---- Document excerpt

The term attorney-in-fact is commonly used in the United States, to make a distinction from the term Attorney at law. An attorney-at-law in the United States is a lawyer—someone licensed to practice law in a particular jurisdiction.

In most other common law jurisdictions, lawyers are not called attorneys. In those jurisdictions the term "attorney" is used instead of "attorney-in-fact".

As an agent, an attorney-in-fact is a fiduciary for the principal, so the law requires an attorney-in-fact to be completely honest with and loyal to the principal in their dealings with each other. If the attorney-in-fact is being paid to act for the principal, the contract is usually separate from the power of attorney itself, so if that contract is in writing, it is a separate document, kept private between them, whereas the power of attorney is intended to be shown to various other people.

In the context of the unincorporated reciprocal inter-insurance exchange (URIE) the attorney-in-fact is a stakeholder/trustee who takes custody of the subscriber funds placed on deposit with him, and then uses those funds to pay insurance claims. When all the claims are paid, the attorney-in-fact then returns the leftover funds to the subscribers.

Oral and written powers of attorney

A power of attorney may be oral and whether witnessed or not, will hold up in court, the same as if it were in writing. For some purposes, the law requires a power of attorney to be in writing. Many institutions, such as hospitals, banks and, in the United States, the Internal Revenue Service, require a power of attorney to be in writing before they will honor it, and they will usually keep an original copy for their records. In some countries and situations, an Electronic Power of Attorney can also be considered valid.

Equal dignity rule

The equal dignity rule is a principle of law that requires an authorization for someone performing certain acts for another person to have been appointed with the same formality as required for the act the representative is going to perform. This means, for example, that if a principal authorizes someone to sell the principal's house or other real property, and the law requires a contract for the sale of real property to be in writing (which is required under the "Statute of Frauds" in most U.S. jurisdictions), then the authorization for the other person to sign the sales contract and deed must be in writing too.

Types of powers of attorney

A power of attorney may be special or limited to one specified act or type of act, or it may be general, and whatever it defines as its scope is what a court will enforce as being its scope. (It may also be limited as to time.) A person holding a general power of attorney was often referred to as an attorney general. Under the common law, a power of attorney becomes ineffective if its grantor dies or becomes "incapacitated," meaning unable to grant such a power, because of physical injury or mental illness, for example, unless the grantor (or principal) specifies that the power of attorney will continue to be effective even if the grantor becomes incapacitated (but any such power ends when the grantor dies). This type of power of attorney is called Power of Attorney with Durable Provisions or Enduring power of attorney.

In some jurisdictions, a Durable Power of attorney can also be a "Health Care Power of Attorney", an advance directive which empowers the attorney-in-fact (proxy) to make health-care decisions for the grantor, up to and including terminating care and ending life supports that are keeping a critically and terminally ill patient alive. Health care decisions include the power to consent, refuse consent or withdraw consent to any type of medical care, treatment, service or procedure.[2] A living will is a written statement of a person's health care and medical wishes but does not appoint another person to make health care decisions.[3] New York State has enacted a Health Care Proxy law that requires a separate document be prepared appointing one as your health care agent.

--------
---- Data under study

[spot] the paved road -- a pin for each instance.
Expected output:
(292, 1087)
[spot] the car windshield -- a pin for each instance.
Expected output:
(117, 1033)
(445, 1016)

--------

**Problem statement:** Reproduce the passage of the text on powers of attorney between "As an agent, an" and "various other people.", inclusive. The records come from a different source than the text on powers of attorney.

**Finished task:**
As an agent, an attorney-in-fact is a fiduciary for the principal, so the law requires an attorney-in-fact to be completely honest with and loyal to the principal in their dealings with each other. If the attorney-in-fact is being paid to act for the principal, the contract is usually separate from the power of attorney itself, so if that contract is in writing, it is a separate document, kept private between them, whereas the power of attorney is intended to be shown to various other people.